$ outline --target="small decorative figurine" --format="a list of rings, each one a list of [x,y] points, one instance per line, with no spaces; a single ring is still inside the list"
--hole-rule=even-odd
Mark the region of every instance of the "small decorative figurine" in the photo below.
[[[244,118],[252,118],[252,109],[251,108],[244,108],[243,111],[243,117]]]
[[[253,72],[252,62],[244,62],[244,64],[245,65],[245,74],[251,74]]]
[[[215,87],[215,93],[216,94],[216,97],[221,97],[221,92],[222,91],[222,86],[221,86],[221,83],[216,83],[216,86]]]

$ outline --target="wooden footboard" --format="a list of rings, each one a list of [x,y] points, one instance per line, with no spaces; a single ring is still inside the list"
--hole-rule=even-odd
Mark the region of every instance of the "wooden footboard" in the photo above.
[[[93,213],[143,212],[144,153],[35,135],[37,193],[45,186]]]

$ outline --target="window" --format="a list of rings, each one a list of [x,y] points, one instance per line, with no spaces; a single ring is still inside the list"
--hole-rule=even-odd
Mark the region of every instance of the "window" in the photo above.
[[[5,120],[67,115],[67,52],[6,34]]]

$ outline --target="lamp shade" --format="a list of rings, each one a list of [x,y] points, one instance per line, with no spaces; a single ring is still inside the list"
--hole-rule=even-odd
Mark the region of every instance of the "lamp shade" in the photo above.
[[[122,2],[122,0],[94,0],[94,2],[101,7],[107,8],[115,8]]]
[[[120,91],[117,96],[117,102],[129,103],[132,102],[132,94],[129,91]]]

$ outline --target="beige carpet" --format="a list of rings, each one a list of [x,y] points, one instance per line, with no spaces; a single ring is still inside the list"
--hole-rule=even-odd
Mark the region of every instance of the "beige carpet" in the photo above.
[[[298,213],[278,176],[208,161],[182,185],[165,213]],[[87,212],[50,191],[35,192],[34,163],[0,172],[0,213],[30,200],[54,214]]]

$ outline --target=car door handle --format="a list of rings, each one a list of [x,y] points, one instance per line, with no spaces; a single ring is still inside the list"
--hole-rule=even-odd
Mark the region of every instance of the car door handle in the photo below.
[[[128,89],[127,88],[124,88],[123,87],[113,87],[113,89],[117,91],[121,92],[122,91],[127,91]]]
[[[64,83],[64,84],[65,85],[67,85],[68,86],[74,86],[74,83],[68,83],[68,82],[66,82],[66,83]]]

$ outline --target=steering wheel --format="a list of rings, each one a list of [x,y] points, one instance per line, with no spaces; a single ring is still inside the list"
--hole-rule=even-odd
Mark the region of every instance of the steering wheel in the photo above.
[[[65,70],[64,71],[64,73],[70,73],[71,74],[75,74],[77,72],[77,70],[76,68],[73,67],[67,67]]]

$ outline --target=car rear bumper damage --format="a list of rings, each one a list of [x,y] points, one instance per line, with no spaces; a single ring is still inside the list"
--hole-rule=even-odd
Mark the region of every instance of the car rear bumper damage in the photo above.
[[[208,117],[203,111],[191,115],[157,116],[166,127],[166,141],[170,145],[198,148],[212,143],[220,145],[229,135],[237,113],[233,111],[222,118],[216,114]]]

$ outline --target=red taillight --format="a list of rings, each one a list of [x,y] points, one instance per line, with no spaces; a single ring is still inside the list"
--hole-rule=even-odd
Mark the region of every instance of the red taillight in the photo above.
^^^^^^^^
What you need to do:
Copy out all of the material above verbatim, reproducing every line with no changes.

Answer for this exercise:
$ outline --target="small decorative figurine" --format="a list of rings, each one a list of [x,y] points, one instance per line, with no spaces; a single ring is still inside the list"
--hole-rule=even-odd
Mark the region of every instance of the "small decorative figurine" in the photo below.
[[[244,118],[252,118],[252,109],[251,108],[244,108],[243,111],[243,117]]]
[[[253,72],[252,62],[244,62],[244,64],[245,65],[245,74],[251,74]]]
[[[215,87],[215,93],[216,94],[216,97],[221,97],[221,92],[222,91],[222,86],[221,86],[221,83],[216,83],[216,86]]]

$ outline --target="wooden footboard" --format="a list of rings, each one a list of [x,y] points, one instance per line, with no spaces; a single ring is still inside the list"
--hole-rule=even-odd
Mark the region of every instance of the "wooden footboard" in the photo above.
[[[93,213],[143,212],[144,153],[35,135],[37,193],[45,186]]]

$ outline --target="window" --format="a list of rings, each one a list of [x,y] points, one instance per line, with no spaces; a single ring is still inside the list"
--hole-rule=even-odd
Mark the region of every instance of the "window" in the photo above.
[[[5,120],[67,115],[67,52],[6,34]]]

$ outline --target="lamp shade" --format="a list of rings, each one a list of [x,y] points, one instance per line, with no spaces; a single ring is still inside the list"
--hole-rule=even-odd
Mark the region of every instance of the "lamp shade" in the photo above.
[[[122,2],[122,0],[94,0],[94,2],[101,7],[107,8],[115,8]]]
[[[120,91],[117,96],[117,102],[129,103],[132,102],[132,94],[129,91]]]

$ outline --target="beige carpet" --format="a list of rings, each one a list of [x,y] points, one instance per line, with no spaces; a single ring is still inside the list"
--hole-rule=even-odd
Mark the region of every instance of the "beige carpet" in the photo above.
[[[298,213],[278,176],[208,161],[182,185],[165,213]],[[87,212],[50,191],[35,192],[34,163],[0,172],[0,213],[30,200],[54,214]]]

$ outline --target=car door handle --format="a list of rings, each one a list of [x,y] points, one instance per line, with no spaces; a single ring is still inside the list"
--hole-rule=even-odd
Mark the region of every instance of the car door handle in the photo below.
[[[128,89],[127,88],[124,88],[123,87],[113,87],[113,89],[117,91],[121,92],[122,91],[127,91]]]
[[[64,83],[64,84],[65,85],[67,85],[68,86],[74,86],[74,83],[68,83],[68,82],[66,82],[66,83]]]

$ outline --target=steering wheel --format="a list of rings, each one a list of [x,y] points, one instance per line, with no spaces; a single ring is still inside the list"
--hole-rule=even-odd
Mark the region of every instance of the steering wheel in the photo above.
[[[65,70],[64,71],[64,73],[70,73],[71,74],[75,74],[77,72],[77,70],[76,68],[73,67],[67,67]]]

$ outline --target=car rear bumper damage --format="a list of rings, each one a list of [x,y] points, one instance per line, with no spaces; a single ring is still inside the list"
--hole-rule=even-odd
Mark the region of every instance of the car rear bumper damage in the photo above.
[[[208,117],[203,111],[191,115],[157,116],[166,127],[166,141],[170,145],[198,148],[212,143],[220,145],[229,135],[237,113],[233,111],[222,118],[216,114]]]

$ outline --target=red taillight --format="a list of rings, each one a list of [x,y] points, one instance per line, with no spaces; a single ring is still inside the list"
--hole-rule=even-odd
Mark the region of every instance of the red taillight in the photo above.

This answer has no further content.